▶ **Written instruction**
Please copy out the picture-book notes below word for word, from the first line to the last.

▶ **Excerpt to read**
___

Jeremy Draws and Monster by Peter McCarty.  Isolated in his room, Jeremy draws himself a monster, but things don’t go according to plan.  Jeremy’s monster starts making all kinds of demands–without saying thank you–and Jeremy has to draw him a ticket out of town.  This is a silly book that delights the kids.  They love being able to say, “He’s not very nice,” which makes this a great opportunity to talk about manners.  There’s a hidden theme in here that some classes catch onto.  After dealing with the monster, Jeremy decides that it’s okay to go outside and play with the other kids.  I also include this book because I get to point out another way to be an artist, by drawing.

I Ain’t Gonna Paint No More by Karen Beaumont.  A boy’s mom puts his paints away, but then he secretly gets his paints back out and starts to paint all over his body.  He choruses, “I ain’t gonna paint no more, no more, I ain’t gonna paint no more,” yet goes on painting.  Here’s an opportunity to practice prediction skills.  What will he paint next?  Some kids even catch onto the rhyme scheme.  I like to get the kids to say the chorus with me, too.

Extensions

This is the Way We Paint (action  song)
This is the way we stir the paint, stir the paint, stir the paint
This is the way we stir the paint so early in the morning
(dip our brush, paint the paper, blow it dry, frame the picture)
*credit: Storytime Katie

Big Green Monster (flannel puppet)

___

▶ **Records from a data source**
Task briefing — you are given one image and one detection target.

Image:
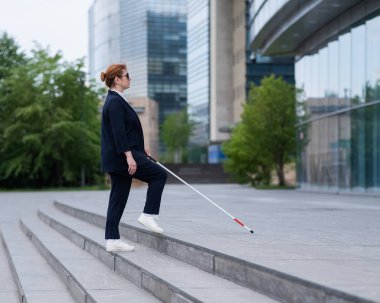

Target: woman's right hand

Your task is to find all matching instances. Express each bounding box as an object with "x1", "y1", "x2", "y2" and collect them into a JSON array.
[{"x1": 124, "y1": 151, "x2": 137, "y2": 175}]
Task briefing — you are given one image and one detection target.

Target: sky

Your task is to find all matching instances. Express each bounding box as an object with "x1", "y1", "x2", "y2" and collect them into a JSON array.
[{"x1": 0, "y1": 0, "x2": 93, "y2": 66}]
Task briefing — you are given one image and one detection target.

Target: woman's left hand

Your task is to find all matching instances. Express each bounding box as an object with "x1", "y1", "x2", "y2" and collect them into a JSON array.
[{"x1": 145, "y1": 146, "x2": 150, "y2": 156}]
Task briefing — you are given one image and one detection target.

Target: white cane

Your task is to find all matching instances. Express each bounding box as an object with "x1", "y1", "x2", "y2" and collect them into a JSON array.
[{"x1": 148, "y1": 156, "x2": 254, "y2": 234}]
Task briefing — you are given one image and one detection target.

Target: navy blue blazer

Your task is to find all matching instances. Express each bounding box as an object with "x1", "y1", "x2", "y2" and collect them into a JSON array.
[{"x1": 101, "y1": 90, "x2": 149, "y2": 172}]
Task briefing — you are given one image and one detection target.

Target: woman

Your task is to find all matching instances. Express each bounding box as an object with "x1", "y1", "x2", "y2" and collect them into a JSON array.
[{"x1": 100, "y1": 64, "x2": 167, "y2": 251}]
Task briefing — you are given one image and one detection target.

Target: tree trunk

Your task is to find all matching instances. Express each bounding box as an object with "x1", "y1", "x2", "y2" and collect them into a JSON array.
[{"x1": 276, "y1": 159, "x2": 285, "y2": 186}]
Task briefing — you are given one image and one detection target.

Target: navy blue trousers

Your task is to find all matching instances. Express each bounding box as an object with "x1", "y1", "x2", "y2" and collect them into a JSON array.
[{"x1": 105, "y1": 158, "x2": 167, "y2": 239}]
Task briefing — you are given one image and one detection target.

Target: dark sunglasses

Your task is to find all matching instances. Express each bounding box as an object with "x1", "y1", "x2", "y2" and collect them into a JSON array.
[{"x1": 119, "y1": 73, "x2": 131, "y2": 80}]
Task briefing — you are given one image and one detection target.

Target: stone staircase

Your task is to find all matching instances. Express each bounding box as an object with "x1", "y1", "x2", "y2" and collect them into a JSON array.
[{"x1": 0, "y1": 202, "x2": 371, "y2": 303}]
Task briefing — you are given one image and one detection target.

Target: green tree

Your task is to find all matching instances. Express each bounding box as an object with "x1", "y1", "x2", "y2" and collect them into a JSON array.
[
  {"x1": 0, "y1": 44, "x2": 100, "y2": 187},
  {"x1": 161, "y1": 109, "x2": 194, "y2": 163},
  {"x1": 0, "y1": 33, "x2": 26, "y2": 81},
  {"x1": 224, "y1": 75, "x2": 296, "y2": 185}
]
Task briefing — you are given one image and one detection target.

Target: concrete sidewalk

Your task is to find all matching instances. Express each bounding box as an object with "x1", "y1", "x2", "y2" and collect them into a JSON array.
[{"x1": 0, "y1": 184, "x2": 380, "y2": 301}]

___

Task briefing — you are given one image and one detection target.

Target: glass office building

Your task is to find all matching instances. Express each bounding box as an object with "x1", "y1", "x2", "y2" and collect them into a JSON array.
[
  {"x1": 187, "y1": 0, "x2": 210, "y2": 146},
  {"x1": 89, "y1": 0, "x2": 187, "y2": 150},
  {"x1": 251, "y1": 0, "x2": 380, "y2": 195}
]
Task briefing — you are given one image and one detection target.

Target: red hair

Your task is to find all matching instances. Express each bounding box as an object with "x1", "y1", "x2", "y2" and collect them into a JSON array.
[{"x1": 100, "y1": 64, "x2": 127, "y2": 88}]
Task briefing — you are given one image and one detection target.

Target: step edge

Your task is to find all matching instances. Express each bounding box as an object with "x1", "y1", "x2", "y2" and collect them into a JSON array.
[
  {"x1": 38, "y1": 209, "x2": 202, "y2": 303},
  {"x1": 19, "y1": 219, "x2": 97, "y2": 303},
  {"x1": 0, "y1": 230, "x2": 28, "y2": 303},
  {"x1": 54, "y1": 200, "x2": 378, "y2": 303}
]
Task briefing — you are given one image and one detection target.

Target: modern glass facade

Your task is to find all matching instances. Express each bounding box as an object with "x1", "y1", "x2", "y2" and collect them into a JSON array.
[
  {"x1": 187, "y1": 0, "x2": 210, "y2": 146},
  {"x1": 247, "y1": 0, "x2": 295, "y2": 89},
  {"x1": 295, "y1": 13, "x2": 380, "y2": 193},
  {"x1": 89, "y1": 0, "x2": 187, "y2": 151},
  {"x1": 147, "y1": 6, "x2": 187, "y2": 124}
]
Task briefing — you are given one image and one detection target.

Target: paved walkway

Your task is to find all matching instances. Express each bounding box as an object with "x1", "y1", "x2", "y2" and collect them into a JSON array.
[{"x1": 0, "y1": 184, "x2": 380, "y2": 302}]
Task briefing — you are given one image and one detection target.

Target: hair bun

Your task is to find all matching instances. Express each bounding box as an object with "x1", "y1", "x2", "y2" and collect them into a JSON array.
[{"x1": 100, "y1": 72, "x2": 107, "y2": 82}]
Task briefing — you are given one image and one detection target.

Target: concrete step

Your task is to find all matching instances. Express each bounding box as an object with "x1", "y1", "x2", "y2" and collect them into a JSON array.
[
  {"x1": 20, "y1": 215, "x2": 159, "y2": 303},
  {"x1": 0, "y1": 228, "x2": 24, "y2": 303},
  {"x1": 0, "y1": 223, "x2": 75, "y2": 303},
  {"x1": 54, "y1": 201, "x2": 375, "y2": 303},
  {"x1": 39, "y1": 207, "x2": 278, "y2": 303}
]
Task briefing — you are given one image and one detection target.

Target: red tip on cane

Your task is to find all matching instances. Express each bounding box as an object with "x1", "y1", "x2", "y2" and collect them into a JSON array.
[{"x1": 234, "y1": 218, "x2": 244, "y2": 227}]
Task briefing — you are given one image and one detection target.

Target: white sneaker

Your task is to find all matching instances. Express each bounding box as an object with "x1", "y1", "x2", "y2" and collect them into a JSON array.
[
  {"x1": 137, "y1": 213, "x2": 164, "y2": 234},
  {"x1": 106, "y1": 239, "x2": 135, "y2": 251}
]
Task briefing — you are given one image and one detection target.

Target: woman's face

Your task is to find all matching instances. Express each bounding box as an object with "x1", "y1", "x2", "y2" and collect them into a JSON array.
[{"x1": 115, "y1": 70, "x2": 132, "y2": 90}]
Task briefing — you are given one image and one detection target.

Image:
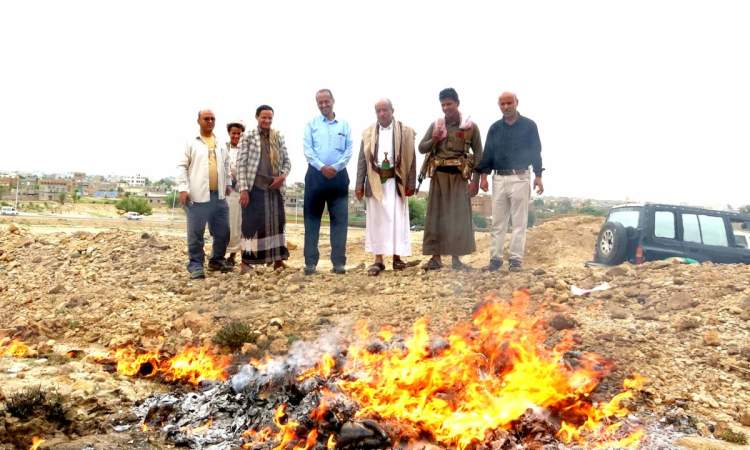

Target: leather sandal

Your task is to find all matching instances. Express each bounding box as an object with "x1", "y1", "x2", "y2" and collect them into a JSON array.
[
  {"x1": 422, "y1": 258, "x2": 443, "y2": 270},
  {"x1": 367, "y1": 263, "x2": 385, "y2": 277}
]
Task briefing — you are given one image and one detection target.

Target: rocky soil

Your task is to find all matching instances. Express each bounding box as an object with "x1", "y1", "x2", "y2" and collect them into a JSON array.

___

▶ **Written response**
Jeremy Draws and Monster by Peter McCarty.  Isolated in his room, Jeremy draws himself a monster, but things don’t go according to plan.  Jeremy’s monster starts making all kinds of demands–without saying thank you–and Jeremy has to draw him a ticket out of town.  This is a silly book that delights the kids.  They love being able to say, “He’s not very nice,” which makes this a great opportunity to talk about manners.  There’s a hidden theme in here that some classes catch onto.  After dealing with the monster, Jeremy decides that it’s okay to go outside and play with the other kids.  I also include this book because I get to point out another way to be an artist, by drawing.

I Ain’t Gonna Paint No More by Karen Beaumont.  A boy’s mom puts his paints away, but then he secretly gets his paints back out and starts to paint all over his body.  He choruses, “I ain’t gonna paint no more, no more, I ain’t gonna paint no more,” yet goes on painting.  Here’s an opportunity to practice prediction skills.  What will he paint next?  Some kids even catch onto the rhyme scheme.  I like to get the kids to say the chorus with me, too.

Extensions

This is the Way We Paint (action  song)
This is the way we stir the paint, stir the paint, stir the paint
This is the way we stir the paint so early in the morning
(dip our brush, paint the paper, blow it dry, frame the picture)
*credit: Storytime Katie

Big Green Monster (flannel puppet)